## What to produce
Would you please transcribe, exactly as written, the lines of the entries below starting at the one that holds "Where can the overcast" and ending at the one that holds "Where can the weathered", both included?

*** Recorded information ***

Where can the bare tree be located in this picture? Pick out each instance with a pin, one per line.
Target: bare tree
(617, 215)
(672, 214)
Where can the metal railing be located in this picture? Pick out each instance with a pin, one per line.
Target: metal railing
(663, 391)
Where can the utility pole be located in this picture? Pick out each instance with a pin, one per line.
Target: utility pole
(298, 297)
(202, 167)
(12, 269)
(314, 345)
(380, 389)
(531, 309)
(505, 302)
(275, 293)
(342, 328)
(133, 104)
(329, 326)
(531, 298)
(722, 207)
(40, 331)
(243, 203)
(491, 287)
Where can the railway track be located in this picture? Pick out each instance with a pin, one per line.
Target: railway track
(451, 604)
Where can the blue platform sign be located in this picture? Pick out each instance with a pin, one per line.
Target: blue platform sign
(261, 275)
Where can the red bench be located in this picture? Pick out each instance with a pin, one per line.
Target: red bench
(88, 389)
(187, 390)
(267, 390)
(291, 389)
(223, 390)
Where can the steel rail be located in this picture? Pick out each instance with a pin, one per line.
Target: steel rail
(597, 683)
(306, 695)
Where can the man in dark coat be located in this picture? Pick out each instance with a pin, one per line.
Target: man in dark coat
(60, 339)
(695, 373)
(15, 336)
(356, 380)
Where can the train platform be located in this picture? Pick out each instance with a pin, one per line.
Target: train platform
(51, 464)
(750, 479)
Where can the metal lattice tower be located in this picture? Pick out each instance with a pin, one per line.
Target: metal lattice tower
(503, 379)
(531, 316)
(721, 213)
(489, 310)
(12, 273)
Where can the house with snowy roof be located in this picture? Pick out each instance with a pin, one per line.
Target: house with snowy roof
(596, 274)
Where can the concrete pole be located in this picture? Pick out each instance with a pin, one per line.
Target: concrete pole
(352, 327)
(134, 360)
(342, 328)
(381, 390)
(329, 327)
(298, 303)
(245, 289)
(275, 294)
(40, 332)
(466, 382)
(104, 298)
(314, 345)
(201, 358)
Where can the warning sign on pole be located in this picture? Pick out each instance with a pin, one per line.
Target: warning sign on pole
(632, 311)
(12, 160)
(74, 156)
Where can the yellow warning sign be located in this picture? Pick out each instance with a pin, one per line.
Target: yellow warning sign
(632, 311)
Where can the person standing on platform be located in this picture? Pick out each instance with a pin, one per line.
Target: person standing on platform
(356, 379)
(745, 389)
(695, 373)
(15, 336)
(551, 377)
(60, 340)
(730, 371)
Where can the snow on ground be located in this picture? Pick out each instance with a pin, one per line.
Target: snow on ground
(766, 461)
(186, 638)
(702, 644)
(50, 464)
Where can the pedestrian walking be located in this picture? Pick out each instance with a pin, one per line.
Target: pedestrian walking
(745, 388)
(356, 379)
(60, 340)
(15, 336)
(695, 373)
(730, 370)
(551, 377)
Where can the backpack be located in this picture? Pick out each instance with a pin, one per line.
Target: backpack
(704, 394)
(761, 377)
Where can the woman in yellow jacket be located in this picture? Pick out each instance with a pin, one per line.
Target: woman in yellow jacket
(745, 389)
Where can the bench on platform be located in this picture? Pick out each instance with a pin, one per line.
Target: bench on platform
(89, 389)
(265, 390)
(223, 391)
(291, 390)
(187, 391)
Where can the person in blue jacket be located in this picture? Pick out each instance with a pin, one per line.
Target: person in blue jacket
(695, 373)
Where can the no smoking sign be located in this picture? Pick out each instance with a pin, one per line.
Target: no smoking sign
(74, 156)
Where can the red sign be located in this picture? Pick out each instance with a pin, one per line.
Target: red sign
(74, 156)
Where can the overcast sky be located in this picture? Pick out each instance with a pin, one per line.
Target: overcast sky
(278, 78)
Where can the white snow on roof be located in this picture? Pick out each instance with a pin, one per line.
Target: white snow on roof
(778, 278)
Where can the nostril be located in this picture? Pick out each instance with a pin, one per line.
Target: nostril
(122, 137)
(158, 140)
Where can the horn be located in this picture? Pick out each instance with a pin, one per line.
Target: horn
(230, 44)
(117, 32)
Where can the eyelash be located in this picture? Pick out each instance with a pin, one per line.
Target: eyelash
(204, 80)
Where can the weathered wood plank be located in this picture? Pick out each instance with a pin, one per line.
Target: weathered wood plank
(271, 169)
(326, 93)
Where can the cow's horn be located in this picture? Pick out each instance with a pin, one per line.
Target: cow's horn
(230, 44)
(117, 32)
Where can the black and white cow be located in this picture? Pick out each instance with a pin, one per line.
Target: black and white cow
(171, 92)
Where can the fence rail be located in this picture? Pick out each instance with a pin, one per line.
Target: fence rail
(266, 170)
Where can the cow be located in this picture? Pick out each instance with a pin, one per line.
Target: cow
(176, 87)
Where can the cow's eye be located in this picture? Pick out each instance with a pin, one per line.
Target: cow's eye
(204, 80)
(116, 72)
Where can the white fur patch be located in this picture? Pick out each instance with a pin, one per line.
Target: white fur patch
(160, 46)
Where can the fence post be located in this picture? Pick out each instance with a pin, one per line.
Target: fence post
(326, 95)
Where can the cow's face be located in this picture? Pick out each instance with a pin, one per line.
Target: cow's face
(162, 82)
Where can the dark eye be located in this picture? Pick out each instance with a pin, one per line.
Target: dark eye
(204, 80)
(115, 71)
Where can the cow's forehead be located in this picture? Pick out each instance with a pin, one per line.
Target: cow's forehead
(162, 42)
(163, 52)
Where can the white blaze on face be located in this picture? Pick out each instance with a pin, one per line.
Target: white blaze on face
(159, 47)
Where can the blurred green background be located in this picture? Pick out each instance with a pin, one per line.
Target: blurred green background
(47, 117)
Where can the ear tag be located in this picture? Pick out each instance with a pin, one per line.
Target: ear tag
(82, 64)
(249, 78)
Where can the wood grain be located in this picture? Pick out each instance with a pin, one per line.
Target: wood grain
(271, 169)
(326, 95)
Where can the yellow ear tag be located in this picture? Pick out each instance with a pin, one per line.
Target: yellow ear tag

***

## Problem solution
Where can the overcast sky be located in this picture? Pick out each instance with a pin, one per line.
Target: overcast sky
(278, 78)
Where can the white snow on roof be located in this picture? Pick out each instance with a pin, one per line.
Target: white snow on roof
(778, 278)
Where can the nostril be located in this picture? Pick out each instance with a pin, one per line.
Target: nostril
(122, 137)
(158, 140)
Where can the horn be located in this picture? Pick out each instance with a pin, one per line.
Target: horn
(230, 44)
(117, 32)
Where can the eyelash be located in this picture? Pick out each instance with a pin, one per line.
Target: eyelash
(204, 80)
Where can the weathered wood plank be located in this picture? Pick out each instance with a pin, one per line.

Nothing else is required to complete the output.